__EXERCISE AIM__. Rewrite all of the data below with every "instance" changed to "occurrence", keeping everything else the same.

__RECORDS__.
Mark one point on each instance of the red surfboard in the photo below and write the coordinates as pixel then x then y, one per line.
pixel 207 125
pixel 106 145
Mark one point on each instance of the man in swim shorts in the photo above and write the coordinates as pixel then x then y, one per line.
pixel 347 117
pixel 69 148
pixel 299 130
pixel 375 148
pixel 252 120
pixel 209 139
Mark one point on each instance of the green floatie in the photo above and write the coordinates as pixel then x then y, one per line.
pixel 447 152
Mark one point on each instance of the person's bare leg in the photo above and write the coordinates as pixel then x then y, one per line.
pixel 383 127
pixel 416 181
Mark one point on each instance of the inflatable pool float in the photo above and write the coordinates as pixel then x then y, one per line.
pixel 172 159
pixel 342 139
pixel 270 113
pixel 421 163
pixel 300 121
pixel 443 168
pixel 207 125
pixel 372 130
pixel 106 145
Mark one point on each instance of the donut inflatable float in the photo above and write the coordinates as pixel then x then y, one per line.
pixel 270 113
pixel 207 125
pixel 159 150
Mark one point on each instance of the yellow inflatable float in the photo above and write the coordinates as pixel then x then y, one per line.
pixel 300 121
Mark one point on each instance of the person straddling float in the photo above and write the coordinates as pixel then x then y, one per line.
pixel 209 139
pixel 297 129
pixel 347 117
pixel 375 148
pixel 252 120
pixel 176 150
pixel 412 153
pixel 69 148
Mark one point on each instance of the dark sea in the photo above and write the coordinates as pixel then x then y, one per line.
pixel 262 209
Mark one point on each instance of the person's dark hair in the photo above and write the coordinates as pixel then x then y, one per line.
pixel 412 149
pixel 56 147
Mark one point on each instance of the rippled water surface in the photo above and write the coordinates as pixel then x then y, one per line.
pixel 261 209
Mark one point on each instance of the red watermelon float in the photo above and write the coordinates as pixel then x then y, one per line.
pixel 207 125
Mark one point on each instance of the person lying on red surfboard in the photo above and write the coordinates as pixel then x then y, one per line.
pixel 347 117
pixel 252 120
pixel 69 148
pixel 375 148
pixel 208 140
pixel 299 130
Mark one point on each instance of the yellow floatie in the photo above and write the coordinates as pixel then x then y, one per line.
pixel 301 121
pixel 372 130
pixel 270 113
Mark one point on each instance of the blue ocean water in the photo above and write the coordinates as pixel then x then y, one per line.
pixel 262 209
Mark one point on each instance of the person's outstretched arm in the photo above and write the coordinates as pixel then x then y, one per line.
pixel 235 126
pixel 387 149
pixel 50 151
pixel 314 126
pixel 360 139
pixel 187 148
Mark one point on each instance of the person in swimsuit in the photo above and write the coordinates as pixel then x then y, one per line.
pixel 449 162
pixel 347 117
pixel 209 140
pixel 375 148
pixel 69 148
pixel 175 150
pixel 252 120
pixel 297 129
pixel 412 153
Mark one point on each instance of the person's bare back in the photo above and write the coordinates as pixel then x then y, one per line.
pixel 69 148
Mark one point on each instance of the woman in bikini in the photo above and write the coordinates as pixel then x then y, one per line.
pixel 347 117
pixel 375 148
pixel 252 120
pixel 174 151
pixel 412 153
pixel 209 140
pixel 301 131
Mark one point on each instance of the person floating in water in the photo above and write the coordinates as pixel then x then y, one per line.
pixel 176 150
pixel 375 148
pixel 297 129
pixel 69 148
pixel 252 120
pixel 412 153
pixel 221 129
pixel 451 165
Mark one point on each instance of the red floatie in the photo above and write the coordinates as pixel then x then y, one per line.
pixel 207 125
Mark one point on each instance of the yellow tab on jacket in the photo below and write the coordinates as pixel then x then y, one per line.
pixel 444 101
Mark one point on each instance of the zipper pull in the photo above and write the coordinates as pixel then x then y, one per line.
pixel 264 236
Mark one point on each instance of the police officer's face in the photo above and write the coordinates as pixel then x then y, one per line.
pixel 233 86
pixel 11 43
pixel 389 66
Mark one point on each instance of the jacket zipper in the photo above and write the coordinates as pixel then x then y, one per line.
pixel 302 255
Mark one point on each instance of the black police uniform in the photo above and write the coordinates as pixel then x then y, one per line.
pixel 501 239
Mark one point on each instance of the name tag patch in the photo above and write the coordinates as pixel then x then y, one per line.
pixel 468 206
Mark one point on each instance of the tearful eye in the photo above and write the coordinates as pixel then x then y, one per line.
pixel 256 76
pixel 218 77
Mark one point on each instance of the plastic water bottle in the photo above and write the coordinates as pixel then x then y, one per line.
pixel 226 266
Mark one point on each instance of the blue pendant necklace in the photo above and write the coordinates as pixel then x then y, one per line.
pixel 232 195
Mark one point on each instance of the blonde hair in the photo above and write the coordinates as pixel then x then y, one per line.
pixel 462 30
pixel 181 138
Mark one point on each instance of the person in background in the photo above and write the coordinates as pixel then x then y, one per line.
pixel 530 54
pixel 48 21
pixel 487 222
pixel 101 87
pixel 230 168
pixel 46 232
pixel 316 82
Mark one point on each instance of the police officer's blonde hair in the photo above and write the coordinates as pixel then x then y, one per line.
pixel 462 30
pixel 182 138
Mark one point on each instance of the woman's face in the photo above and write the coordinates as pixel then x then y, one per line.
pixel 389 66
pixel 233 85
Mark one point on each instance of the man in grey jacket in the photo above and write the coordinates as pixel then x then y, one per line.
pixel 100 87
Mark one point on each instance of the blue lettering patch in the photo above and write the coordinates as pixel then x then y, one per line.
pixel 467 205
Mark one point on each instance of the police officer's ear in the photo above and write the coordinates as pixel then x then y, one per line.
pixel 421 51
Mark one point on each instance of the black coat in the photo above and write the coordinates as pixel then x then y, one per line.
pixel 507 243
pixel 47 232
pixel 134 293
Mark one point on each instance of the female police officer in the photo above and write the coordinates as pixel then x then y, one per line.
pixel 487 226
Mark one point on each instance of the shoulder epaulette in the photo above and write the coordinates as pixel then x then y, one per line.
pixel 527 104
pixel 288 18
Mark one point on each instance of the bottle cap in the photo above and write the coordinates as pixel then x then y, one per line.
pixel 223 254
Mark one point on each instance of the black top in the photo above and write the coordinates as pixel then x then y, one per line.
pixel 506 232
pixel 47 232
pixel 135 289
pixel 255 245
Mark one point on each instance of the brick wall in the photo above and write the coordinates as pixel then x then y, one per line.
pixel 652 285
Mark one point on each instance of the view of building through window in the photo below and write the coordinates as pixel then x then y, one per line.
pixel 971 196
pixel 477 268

__RESULT OF THE TASK__.
Mark one point on each occurrence of the red surfboard in the photo below and write the coordinates as pixel then x then y, one per line.
pixel 207 125
pixel 106 145
Mark one point on each occurrence of the man in swim shorts in the photo above and write the coordinates as pixel then x then y, one per line.
pixel 347 117
pixel 69 148
pixel 299 130
pixel 375 148
pixel 252 120
pixel 209 139
Mark one point on each occurrence of the green floatie in the photo above and write the coordinates as pixel then x then y, one per line.
pixel 447 152
Mark one point on each occurrence of the person's bare leg in the photo above and write the coordinates as pixel then x then y, one per line.
pixel 383 127
pixel 416 181
Mark one point on each occurrence of the inflatable pool float in the photo above and write the coordinates as pixel then x then y, one per line.
pixel 172 159
pixel 342 139
pixel 270 113
pixel 421 163
pixel 300 121
pixel 443 168
pixel 207 125
pixel 372 130
pixel 106 145
Mark one point on each occurrence of the donut inflatable float in the photo above and write the coordinates as pixel then x then y, one per line.
pixel 270 113
pixel 207 125
pixel 159 150
Mark one point on each occurrence of the yellow inflatable float in the photo above and write the coordinates as pixel then x then y, one per line.
pixel 300 121
Mark one point on each occurrence of the person straddling float in the photo above and write the coordinates as pixel then x then y, one per line.
pixel 209 139
pixel 297 129
pixel 347 117
pixel 375 148
pixel 252 120
pixel 176 150
pixel 412 153
pixel 69 148
Mark one point on each occurrence of the dark sea in the photo above and write the coordinates as pixel then x then y, one per line.
pixel 262 209
Mark one point on each occurrence of the person's dark hair in the photo above and write the coordinates as pixel then x then y, one per line.
pixel 412 149
pixel 56 147
Mark one point on each occurrence of the rippled water surface in the photo above and write the coordinates as pixel then x then y, one per line.
pixel 261 209
Mark one point on each occurrence of the red watermelon float in the photo above and write the coordinates as pixel then x then y, one per line.
pixel 207 125
Mark one point on each occurrence of the person lying on red surfboard in the photo above and write the coordinates as pixel then x then y, one per line.
pixel 347 117
pixel 252 120
pixel 69 148
pixel 375 148
pixel 208 140
pixel 299 130
Mark one point on each occurrence of the yellow floatie in the photo above and write the coordinates as pixel then x then y, one per line.
pixel 301 121
pixel 372 130
pixel 270 113
Mark one point on each occurrence of the blue ocean water in the photo above and write the coordinates as pixel then x then y, one per line.
pixel 262 209
Mark one point on each occurrence of the person's outstretched arm in the photo above and write the coordinates as pixel then x then y, one per line.
pixel 235 126
pixel 387 149
pixel 50 151
pixel 314 126
pixel 360 139
pixel 187 148
Mark one point on each occurrence of the person in swimsuit in the photo above and write the coordinates as pixel then x then y, one per line.
pixel 449 162
pixel 347 117
pixel 209 140
pixel 375 148
pixel 69 148
pixel 175 150
pixel 252 120
pixel 297 129
pixel 412 153
Mark one point on each occurrence of the person's bare back in the photo above and write the coordinates as pixel then x then y, one per line.
pixel 69 148
Mark one point on each occurrence of the woman in bikini in the photo above and write the coordinates as pixel then x then y, one per line.
pixel 347 117
pixel 375 148
pixel 252 120
pixel 174 151
pixel 412 153
pixel 209 140
pixel 301 131
Mark one point on each occurrence of the person floating in water in the photo above and write the coordinates as pixel then x then y, one per line.
pixel 176 150
pixel 375 148
pixel 297 129
pixel 69 148
pixel 252 120
pixel 412 153
pixel 221 129
pixel 451 165
Mark one point on each occurrence of the red floatie in the photo above and write the coordinates as pixel then x then y, one per line.
pixel 207 125
Mark one point on each occurrence of the yellow tab on jacket in the photo below and write the coordinates as pixel then x then y, one per line.
pixel 444 101
Mark one point on each occurrence of the zipper pull in the photo above and write the coordinates as pixel then x then y, one per line.
pixel 264 236
Mark one point on each occurrence of the police officer's face in the photo above and write the coordinates as pixel then x then y, one per line.
pixel 233 86
pixel 11 43
pixel 389 66
Mark one point on each occurrence of the jacket zipper in the photo above and write the coordinates as pixel then x then y, one per line.
pixel 302 255
Mark one point on each occurrence of the black police uniform in the photo above and write the coordinates as pixel then x then y, one per line.
pixel 501 239
Mark one point on each occurrence of the name tag patch in the photo above and write the coordinates as pixel then x then y, one per line.
pixel 468 206
Mark one point on each occurrence of the tearful eye in the photo above and write the coordinates as pixel then x then y, one per line.
pixel 256 76
pixel 218 77
Mark one point on each occurrence of the plastic water bottle in the photo above and write the coordinates as pixel then x then y, one per line.
pixel 226 266
Mark one point on each occurrence of the blue pendant necklace in the photo above and write the coordinates as pixel then x then y, one per line.
pixel 232 195
Mark one point on each occurrence of the blonde hair in the photo above and write the coordinates as pixel then x then y, one per line.
pixel 462 30
pixel 181 138
Mark one point on each occurrence of the person in background in the photo above and write the coordinates as pixel then x then y, one per line.
pixel 530 54
pixel 48 21
pixel 487 222
pixel 101 87
pixel 230 168
pixel 46 232
pixel 316 82
Mark one point on each occurrence of the police officer's blonde hair in the photo above and write the coordinates as pixel then x then y, one per line.
pixel 462 30
pixel 182 138
Mark one point on each occurrence of the woman's face in the photo above and write the coordinates as pixel then x then y, one per line.
pixel 389 66
pixel 233 85
Mark one point on each occurrence of the man in grey jacket in the photo above and write the coordinates as pixel then x then y, one per line.
pixel 100 87
Mark one point on each occurrence of the blue lettering patch in the photo above and write the coordinates as pixel then x then y, one per line.
pixel 467 205
Mark one point on each occurrence of the police officer's ear in the photo above and write the coordinates as pixel then x then y, one per line.
pixel 421 51
Mark one point on each occurrence of the black coat in the photo above and write the coordinates as pixel then x then y, one per line.
pixel 507 243
pixel 47 232
pixel 134 293
Mark one point on each occurrence of the female police officer in the photo above and write the coordinates as pixel then x then y, one per line.
pixel 487 226
Mark one point on each occurrence of the shoulder epaulette in the photo above and write the coordinates as pixel then x then y, one per line.
pixel 527 104
pixel 288 18
Mark one point on each occurrence of the bottle cap in the photo above and write the coordinates as pixel then x then y, one per line.
pixel 223 254
Mark one point on each occurrence of the black top in the photo above and write the coordinates as pixel then x then y, one per line.
pixel 506 232
pixel 47 232
pixel 135 289
pixel 255 245
Mark one point on each occurrence of the brick wall in the photo above and write the coordinates as pixel then x then y, one per line.
pixel 652 285
Mark one point on each occurrence of the view of building through window in the photo below and write the coordinates as pixel then x then y, one per line.
pixel 971 196
pixel 477 268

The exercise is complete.